INFORMATION PROVIDED:
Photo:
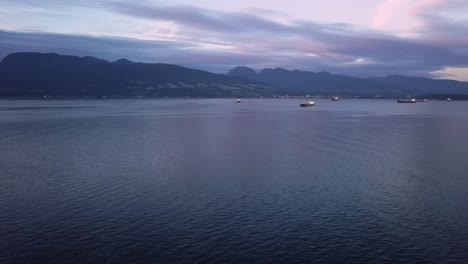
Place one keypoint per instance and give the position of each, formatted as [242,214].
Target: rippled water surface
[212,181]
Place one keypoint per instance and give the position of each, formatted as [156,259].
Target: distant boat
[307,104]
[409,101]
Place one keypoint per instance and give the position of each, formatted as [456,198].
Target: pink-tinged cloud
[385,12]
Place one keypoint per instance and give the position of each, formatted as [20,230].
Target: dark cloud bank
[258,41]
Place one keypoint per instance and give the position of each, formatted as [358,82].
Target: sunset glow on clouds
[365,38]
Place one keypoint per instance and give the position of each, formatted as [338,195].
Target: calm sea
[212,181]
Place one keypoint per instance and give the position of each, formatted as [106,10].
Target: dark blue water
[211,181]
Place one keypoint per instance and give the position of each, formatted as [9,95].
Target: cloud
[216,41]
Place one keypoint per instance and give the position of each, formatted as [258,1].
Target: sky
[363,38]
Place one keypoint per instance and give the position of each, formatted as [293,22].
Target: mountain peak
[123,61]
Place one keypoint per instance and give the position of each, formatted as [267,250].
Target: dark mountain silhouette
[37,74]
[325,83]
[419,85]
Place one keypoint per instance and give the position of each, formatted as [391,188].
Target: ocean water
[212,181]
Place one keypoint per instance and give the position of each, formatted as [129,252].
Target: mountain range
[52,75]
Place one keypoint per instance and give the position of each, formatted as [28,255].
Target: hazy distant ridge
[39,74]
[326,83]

* * *

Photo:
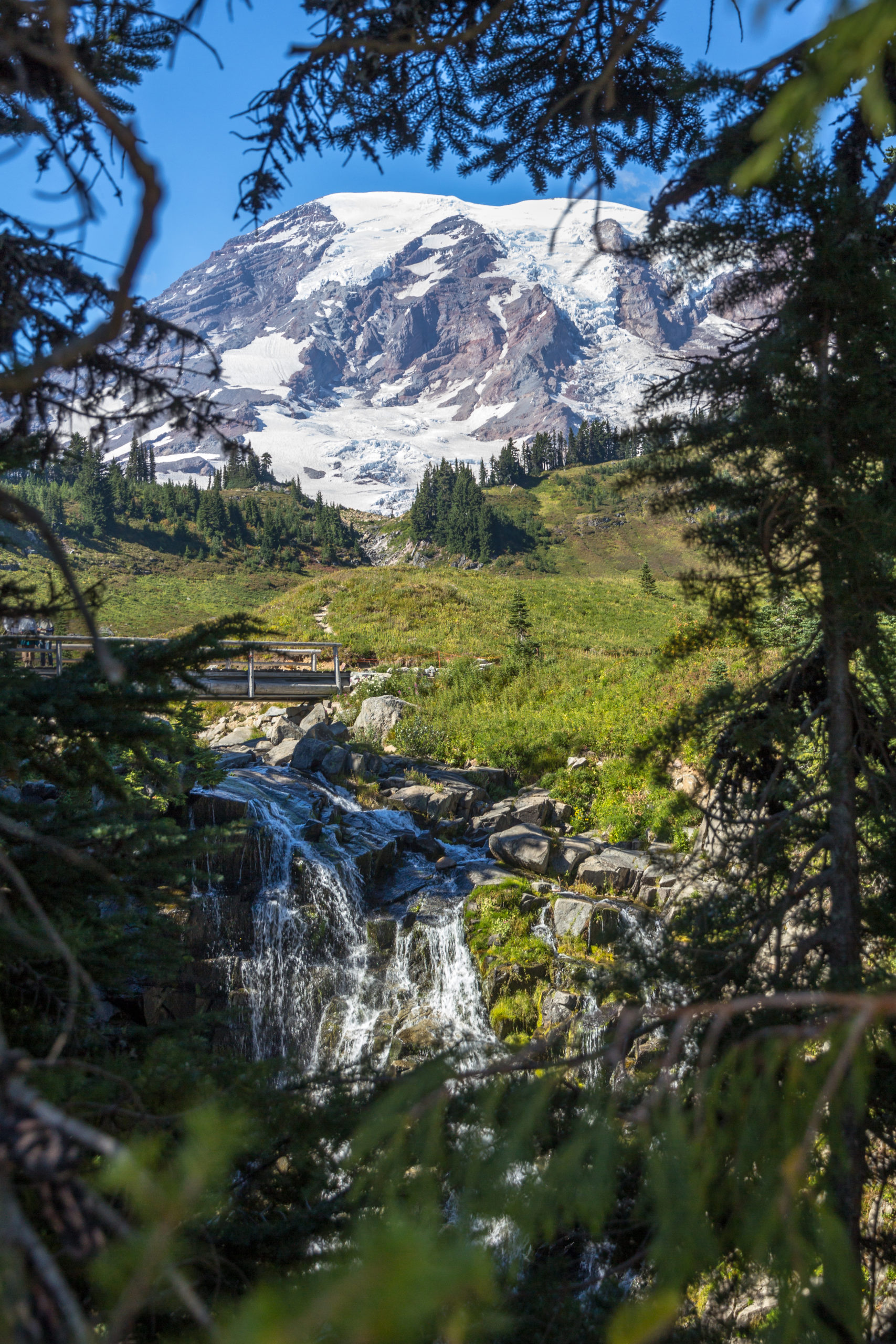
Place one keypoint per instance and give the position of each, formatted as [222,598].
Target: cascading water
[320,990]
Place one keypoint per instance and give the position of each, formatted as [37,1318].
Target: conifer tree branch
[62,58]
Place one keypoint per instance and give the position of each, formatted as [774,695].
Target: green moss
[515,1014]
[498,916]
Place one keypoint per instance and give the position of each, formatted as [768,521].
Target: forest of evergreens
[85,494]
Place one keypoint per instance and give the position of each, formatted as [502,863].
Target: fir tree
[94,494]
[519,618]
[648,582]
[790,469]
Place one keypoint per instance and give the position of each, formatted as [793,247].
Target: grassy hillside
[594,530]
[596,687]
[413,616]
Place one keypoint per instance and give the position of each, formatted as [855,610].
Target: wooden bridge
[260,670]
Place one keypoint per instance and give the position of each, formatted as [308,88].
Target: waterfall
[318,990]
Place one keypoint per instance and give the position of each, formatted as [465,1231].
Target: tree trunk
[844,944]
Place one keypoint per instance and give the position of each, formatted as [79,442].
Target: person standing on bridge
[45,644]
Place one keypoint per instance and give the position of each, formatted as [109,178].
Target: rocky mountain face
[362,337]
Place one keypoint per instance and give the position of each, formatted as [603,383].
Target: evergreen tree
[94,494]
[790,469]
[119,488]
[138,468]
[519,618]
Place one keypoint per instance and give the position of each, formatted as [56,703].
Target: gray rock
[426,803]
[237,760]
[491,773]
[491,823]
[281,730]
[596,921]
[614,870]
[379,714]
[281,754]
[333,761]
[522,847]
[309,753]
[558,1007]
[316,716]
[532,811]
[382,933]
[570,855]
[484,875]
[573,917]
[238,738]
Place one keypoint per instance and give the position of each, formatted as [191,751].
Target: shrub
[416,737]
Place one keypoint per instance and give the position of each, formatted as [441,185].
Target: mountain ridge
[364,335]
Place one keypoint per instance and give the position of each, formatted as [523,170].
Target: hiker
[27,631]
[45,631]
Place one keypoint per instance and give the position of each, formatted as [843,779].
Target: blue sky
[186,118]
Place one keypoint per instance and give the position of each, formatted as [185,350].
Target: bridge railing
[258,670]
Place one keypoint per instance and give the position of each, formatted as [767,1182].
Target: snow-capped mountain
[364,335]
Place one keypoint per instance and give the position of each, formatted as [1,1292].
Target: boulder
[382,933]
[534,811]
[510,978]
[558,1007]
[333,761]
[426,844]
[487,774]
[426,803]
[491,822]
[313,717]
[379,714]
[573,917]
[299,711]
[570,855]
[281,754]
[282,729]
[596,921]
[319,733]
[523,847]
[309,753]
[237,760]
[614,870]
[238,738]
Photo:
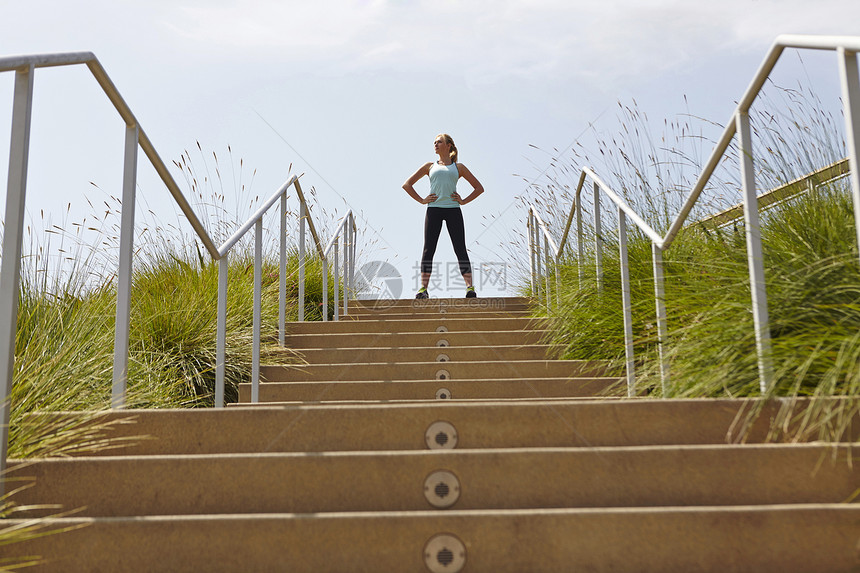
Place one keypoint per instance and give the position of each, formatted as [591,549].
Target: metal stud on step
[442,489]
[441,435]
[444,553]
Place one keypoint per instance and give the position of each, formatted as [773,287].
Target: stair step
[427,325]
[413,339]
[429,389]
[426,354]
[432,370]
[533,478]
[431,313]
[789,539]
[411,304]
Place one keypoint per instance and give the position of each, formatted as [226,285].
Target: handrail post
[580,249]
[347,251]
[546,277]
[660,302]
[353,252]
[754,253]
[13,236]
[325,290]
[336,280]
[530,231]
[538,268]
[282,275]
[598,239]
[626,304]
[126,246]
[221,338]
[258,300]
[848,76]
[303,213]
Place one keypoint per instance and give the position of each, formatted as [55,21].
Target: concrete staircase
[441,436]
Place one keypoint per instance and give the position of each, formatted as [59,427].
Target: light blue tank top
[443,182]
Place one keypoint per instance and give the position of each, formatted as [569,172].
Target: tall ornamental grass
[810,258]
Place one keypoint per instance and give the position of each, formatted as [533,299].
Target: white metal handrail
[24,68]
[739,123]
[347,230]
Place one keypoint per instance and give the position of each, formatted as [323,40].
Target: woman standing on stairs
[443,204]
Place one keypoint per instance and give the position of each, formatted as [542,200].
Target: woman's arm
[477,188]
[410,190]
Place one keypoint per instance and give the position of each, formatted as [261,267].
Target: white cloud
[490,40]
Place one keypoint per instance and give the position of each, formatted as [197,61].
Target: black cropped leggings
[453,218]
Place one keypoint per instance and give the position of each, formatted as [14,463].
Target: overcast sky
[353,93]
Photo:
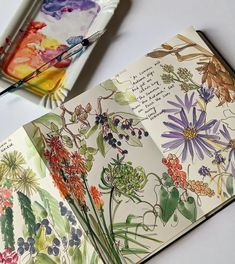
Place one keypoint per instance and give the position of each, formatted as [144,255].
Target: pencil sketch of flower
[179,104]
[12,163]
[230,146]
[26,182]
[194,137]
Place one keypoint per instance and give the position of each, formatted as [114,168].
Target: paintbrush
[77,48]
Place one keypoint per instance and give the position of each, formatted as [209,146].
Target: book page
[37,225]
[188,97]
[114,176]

TASK STATEMENT: Gather every line of the items above that contains the word "dark", and copy each such line in full.

ANSWER TO THE PROBLEM:
Target: dark cloud bank
Target: dark blue water
Target: dark mountain silhouette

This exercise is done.